# [Exercise goal]
Answer these questions from the care service report:
(a) How many visits per week was the service providing at the time of the inspection?
(b) Which Act sets the requirements that registered persons are legally responsible for meeting?
(c) What had audits of care records failed to identify?

# [Extract]
---+---

121 Care and Mobility provide care and support to people in their own homes. The service is provided to mainly older people and some younger adults. At the time of the inspection the service was providing up to 5000 visits per week to people who needed domestic calls and or visits to help with personal care support. At the time of inspection approximately 375 people were receiving support with their personal care. The service provides care and support visits to people in Whitstable, Herne Bay, Faversham and surrounding areas.

The service is run by an experienced registered manager. A registered manager is a person who has registered with the Care Quality Commission to manage the service. Like registered providers, they are ‘registered persons’. Registered persons have legal responsibility for meeting the requirements in the Health and Social Care Act 2008 and associated Regulations about how the service is run.

Risks associated with people’s care and support had been identified, but there was not always sufficient guidance in place for staff, to aid risk management and help ensure people were safe.

Comprehensive audits and systems in place to monitor that the service ran efficiently had not been utilised effectively and had not picked up that although most people found the office staff kind and courteous, they did not always tell people about changes to their calls or ring back when messages were left. Care staff also felt communication from the office could be improved upon, and supervisions had not picked up or addressed staff feelings of being unsupported. Audits of care records had not identified where there were gaps in risk information. People had opportunities to provide feedback about the service provided, but they did not in turn receive feedback about how their comments were used to help service development.

---+---

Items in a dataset
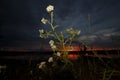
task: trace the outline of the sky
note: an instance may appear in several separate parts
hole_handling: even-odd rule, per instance
[[[119,0],[2,0],[1,2],[1,50],[39,50],[48,47],[48,40],[41,39],[38,31],[49,30],[49,26],[41,23],[43,17],[49,18],[46,12],[48,5],[55,7],[54,18],[59,25],[58,31],[64,32],[72,27],[81,30],[78,37],[87,45],[120,48]]]

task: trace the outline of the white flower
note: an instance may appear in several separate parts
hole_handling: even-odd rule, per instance
[[[49,59],[48,59],[48,62],[50,63],[50,62],[53,62],[53,57],[50,57]]]
[[[40,32],[40,33],[44,33],[44,30],[43,30],[43,29],[41,29],[41,30],[39,30],[39,32]]]
[[[45,66],[45,64],[46,64],[45,61],[41,62],[40,65],[39,65],[39,69],[42,69],[42,67]]]
[[[55,45],[51,46],[52,49],[56,49],[57,47]]]
[[[54,41],[53,41],[53,40],[50,40],[50,41],[49,41],[49,44],[50,44],[50,46],[53,46],[53,45],[54,45]]]
[[[80,32],[81,32],[80,30],[79,30],[79,31],[77,31],[77,35],[79,35],[79,34],[80,34]]]
[[[47,12],[51,12],[54,10],[54,6],[52,6],[52,5],[47,6],[46,10],[47,10]]]
[[[41,22],[42,22],[43,24],[46,24],[46,23],[47,23],[47,19],[42,18],[42,19],[41,19]]]
[[[60,52],[57,52],[57,54],[56,54],[56,55],[60,57],[60,56],[61,56],[61,53],[60,53]]]

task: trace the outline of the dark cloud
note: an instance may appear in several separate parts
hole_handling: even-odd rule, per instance
[[[46,6],[55,6],[58,31],[74,27],[81,30],[81,39],[95,46],[120,44],[119,0],[6,0],[1,4],[0,47],[19,46],[24,42],[41,43],[38,29],[49,29],[40,20],[49,18]],[[88,20],[88,15],[90,21]],[[90,22],[90,25],[89,25]],[[114,42],[113,42],[114,41]],[[19,43],[20,42],[20,43]],[[36,44],[36,43],[35,43]],[[30,45],[30,44],[29,44]],[[32,44],[31,44],[32,45]]]

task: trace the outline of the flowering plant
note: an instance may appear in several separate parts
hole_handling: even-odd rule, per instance
[[[39,33],[41,38],[53,38],[49,41],[49,44],[54,53],[47,62],[43,61],[39,64],[39,69],[42,70],[43,73],[49,75],[49,77],[52,76],[53,78],[54,74],[58,76],[58,73],[62,73],[65,70],[71,72],[73,63],[68,58],[68,51],[66,50],[65,46],[69,46],[70,48],[72,47],[72,42],[74,41],[74,38],[80,34],[80,30],[75,30],[73,28],[66,29],[66,33],[69,35],[66,38],[66,36],[64,35],[65,33],[63,33],[62,31],[57,32],[56,30],[58,28],[58,25],[55,25],[54,23],[54,6],[47,6],[46,10],[50,14],[50,20],[42,18],[41,22],[44,25],[48,24],[51,30],[47,31],[44,29],[40,29]],[[67,74],[70,74],[70,72],[68,72]]]

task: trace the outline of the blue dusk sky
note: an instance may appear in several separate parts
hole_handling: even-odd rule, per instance
[[[55,7],[58,31],[72,27],[81,30],[78,37],[88,45],[120,47],[120,0],[2,0],[0,5],[0,49],[48,46],[38,31],[49,29],[41,23],[49,18],[48,5]]]

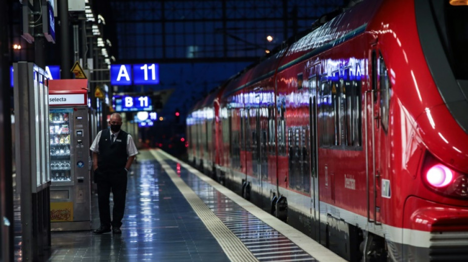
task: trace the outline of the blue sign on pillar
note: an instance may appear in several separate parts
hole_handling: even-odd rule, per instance
[[[132,85],[132,66],[130,64],[110,65],[110,84],[113,86]]]
[[[159,65],[139,64],[133,65],[134,85],[157,85],[159,84]]]
[[[50,80],[60,79],[60,65],[46,65],[44,75]],[[13,87],[13,66],[10,66],[10,85]]]

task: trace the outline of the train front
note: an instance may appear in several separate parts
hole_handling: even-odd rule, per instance
[[[391,204],[402,228],[389,254],[468,261],[468,2],[386,2],[395,15],[374,25],[392,86]]]

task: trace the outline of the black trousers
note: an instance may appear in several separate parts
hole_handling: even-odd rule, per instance
[[[101,226],[120,228],[125,210],[125,198],[127,196],[127,171],[101,171],[95,172],[99,177],[98,184],[98,205]],[[97,174],[96,174],[97,173]],[[112,191],[114,198],[112,219],[110,218],[109,198]]]

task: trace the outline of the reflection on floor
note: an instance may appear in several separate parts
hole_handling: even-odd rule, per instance
[[[122,234],[52,233],[49,261],[230,261],[160,165],[144,151],[138,160],[129,176]],[[92,210],[95,229],[97,206]]]
[[[140,153],[129,177],[122,234],[52,233],[49,261],[316,261],[173,159]],[[187,198],[194,193],[196,200]],[[93,196],[94,203],[97,198]],[[97,228],[95,205],[92,214]],[[210,232],[210,225],[219,221],[214,227],[218,233]],[[230,234],[236,241],[227,241]]]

---+---

# [Result of the exercise]
(a) Up to 5000 visits per week.
(b) The Health and Social Care Act 2008, along with its associated Regulations.
(c) Where there were gaps in risk information.